*YOUR OBJECTIVE*. Give back each line of the records below unchanged, leaving out the pictures.

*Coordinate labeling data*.
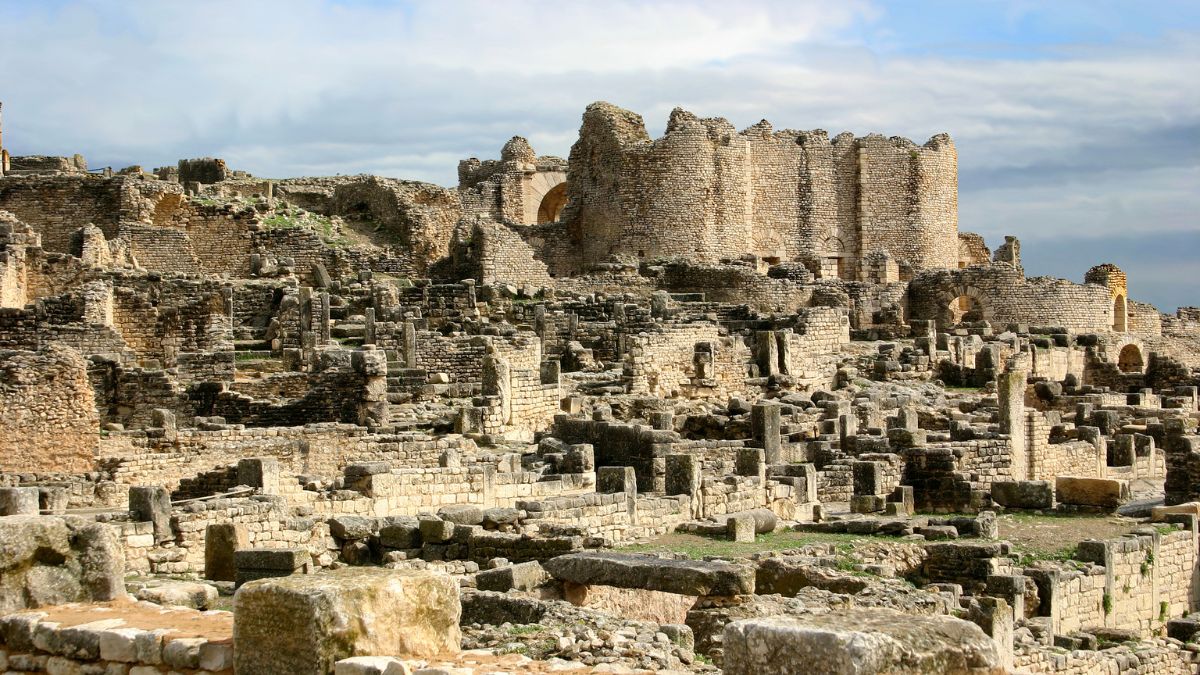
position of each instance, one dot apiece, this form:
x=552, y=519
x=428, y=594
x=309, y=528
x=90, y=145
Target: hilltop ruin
x=743, y=400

*ANSWER BELOW*.
position of each instance, one dot apiece, this form:
x=552, y=519
x=428, y=594
x=309, y=528
x=90, y=145
Target: hilltop ruin
x=743, y=400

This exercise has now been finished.